**TRECHO CITADO**:
O uso irresponsável de agrotóxicos pode contaminar o meio ambiente e trazer sérios prejuízos à saúde. As pessoas mais expostas a problemas são os próprios produtores, quando aplicam o produto sem proteção, ou quando reutilizam de forma inapropriada as embalagens de agrotóxicos.
O uso irresponsável de agrotóxicos pode contaminar o meio ambiente e trazer sérios prejuízos à saúde. As pessoas mais expostas a problemas são os próprios produtores, quando aplicam o produto sem proteção, ou quando reutilizam de forma inapropriada as embalagens de agrotóxicos.
Segundo o inpEV, essa realidade está mudando. O instituto foi criado para fazer a logística reversa das embalagens. A logística reversa é um conceito que diz que as empresas responsáveis por colocar um produto no mercado também devem se responsabilizar pela forma como esse produto é descartado. Ou seja, assim como é de responsabilidade da indústria do papel criar meios para que as pessoas possam reciclar o papel, a indústria dos agrotóxicos é responsável pelo descarte das embalagens utilizadas.

**TAREFAS A CUMPRIR**:
**a)** Resuma em três frases o trecho sobre agrotóxicos.
**b)** Reproduza o trecho sobre agrotóxicos desde "Segundo o inpEV, essa" até "das embalagens utilizadas.", inclusive.

**Itens do conjunto de dados**:
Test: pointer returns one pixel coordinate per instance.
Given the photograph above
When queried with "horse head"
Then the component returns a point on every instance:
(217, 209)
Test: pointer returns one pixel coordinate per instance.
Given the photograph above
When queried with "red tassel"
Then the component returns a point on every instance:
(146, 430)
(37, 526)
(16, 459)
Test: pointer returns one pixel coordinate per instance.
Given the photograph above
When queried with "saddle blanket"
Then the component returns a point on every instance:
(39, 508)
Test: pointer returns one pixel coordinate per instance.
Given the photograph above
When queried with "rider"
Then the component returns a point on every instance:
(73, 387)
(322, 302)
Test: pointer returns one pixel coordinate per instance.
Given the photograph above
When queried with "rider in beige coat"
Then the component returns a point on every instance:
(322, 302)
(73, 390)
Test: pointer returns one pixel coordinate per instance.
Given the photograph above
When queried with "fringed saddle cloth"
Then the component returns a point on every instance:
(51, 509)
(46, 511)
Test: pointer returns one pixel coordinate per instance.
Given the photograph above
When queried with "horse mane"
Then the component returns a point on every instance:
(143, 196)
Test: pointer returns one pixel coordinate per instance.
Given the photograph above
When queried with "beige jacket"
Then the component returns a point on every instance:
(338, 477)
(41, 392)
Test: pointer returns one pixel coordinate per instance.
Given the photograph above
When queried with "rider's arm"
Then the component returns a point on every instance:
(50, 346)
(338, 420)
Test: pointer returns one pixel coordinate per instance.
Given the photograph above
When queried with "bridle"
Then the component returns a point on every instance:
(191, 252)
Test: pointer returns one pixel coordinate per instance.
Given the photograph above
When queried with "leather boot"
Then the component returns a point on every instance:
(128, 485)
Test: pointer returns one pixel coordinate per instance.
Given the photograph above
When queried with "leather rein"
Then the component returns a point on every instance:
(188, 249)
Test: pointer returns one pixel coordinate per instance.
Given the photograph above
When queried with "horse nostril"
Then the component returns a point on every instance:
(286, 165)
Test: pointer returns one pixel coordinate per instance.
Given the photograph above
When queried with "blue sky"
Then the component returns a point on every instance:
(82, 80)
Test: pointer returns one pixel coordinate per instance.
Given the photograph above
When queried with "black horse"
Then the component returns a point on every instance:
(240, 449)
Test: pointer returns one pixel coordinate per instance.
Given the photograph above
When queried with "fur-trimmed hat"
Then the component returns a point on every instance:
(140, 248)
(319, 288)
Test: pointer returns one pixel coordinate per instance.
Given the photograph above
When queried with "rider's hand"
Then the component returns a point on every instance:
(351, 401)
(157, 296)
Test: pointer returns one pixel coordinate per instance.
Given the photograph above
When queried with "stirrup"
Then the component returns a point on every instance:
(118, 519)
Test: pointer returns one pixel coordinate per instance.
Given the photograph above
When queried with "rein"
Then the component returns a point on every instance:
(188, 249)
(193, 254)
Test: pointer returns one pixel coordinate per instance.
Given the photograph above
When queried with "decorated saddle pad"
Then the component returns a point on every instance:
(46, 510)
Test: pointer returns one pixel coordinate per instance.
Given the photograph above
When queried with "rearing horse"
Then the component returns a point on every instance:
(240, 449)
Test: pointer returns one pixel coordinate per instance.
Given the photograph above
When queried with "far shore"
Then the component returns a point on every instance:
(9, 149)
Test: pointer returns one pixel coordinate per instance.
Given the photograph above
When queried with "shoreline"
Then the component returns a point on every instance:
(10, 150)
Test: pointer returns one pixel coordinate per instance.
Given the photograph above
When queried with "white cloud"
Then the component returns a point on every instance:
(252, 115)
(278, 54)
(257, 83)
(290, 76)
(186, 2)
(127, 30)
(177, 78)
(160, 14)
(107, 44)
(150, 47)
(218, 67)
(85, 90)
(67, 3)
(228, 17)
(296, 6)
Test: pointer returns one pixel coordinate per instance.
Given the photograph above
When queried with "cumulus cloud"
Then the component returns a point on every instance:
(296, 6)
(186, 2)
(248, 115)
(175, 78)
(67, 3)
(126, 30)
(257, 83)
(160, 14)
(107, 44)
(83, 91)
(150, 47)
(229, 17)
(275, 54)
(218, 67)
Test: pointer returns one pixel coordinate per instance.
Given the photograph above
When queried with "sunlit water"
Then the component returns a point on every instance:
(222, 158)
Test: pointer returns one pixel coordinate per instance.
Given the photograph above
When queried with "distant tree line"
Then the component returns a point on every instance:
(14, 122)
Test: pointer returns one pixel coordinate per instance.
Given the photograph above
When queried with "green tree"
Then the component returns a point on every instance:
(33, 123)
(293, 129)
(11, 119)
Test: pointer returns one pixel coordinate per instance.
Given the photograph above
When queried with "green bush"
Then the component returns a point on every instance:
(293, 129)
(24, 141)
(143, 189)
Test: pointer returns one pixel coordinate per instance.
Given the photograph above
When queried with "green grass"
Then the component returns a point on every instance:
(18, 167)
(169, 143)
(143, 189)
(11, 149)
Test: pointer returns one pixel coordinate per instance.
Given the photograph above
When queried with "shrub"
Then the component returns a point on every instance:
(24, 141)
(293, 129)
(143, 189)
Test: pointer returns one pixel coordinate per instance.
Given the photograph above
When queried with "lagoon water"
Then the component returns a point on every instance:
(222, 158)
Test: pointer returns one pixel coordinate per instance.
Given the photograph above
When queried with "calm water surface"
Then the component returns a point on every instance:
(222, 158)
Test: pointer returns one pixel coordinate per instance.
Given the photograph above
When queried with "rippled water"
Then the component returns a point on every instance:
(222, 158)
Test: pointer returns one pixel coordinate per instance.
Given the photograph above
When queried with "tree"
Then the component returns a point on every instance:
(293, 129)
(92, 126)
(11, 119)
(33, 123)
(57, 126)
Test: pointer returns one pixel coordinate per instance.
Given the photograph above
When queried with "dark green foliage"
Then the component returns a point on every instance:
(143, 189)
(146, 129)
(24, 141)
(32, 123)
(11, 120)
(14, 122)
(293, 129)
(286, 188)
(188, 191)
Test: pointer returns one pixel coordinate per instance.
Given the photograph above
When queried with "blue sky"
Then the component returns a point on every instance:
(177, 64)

**GABARITO**:
**a)** O uso irresponsável de agrotóxicos pode contaminar o meio ambiente e trazer sérios prejuízos à saúde, sobretudo aos produtores que aplicam o produto sem proteção ou reutilizam as embalagens de forma inapropriada. Segundo o inpEV, instituto criado para fazer a logística reversa das embalagens, essa realidade está mudando. Pelo conceito de logística reversa, a indústria dos agrotóxicos é responsável pelo descarte das embalagens utilizadas.

**b)**
Segundo o inpEV, essa realidade está mudando. O instituto foi criado para fazer a logística reversa das embalagens. A logística reversa é um conceito que diz que as empresas responsáveis por colocar um produto no mercado também devem se responsabilizar pela forma como esse produto é descartado. Ou seja, assim como é de responsabilidade da indústria do papel criar meios para que as pessoas possam reciclar o papel, a indústria dos agrotóxicos é responsável pelo descarte das embalagens utilizadas.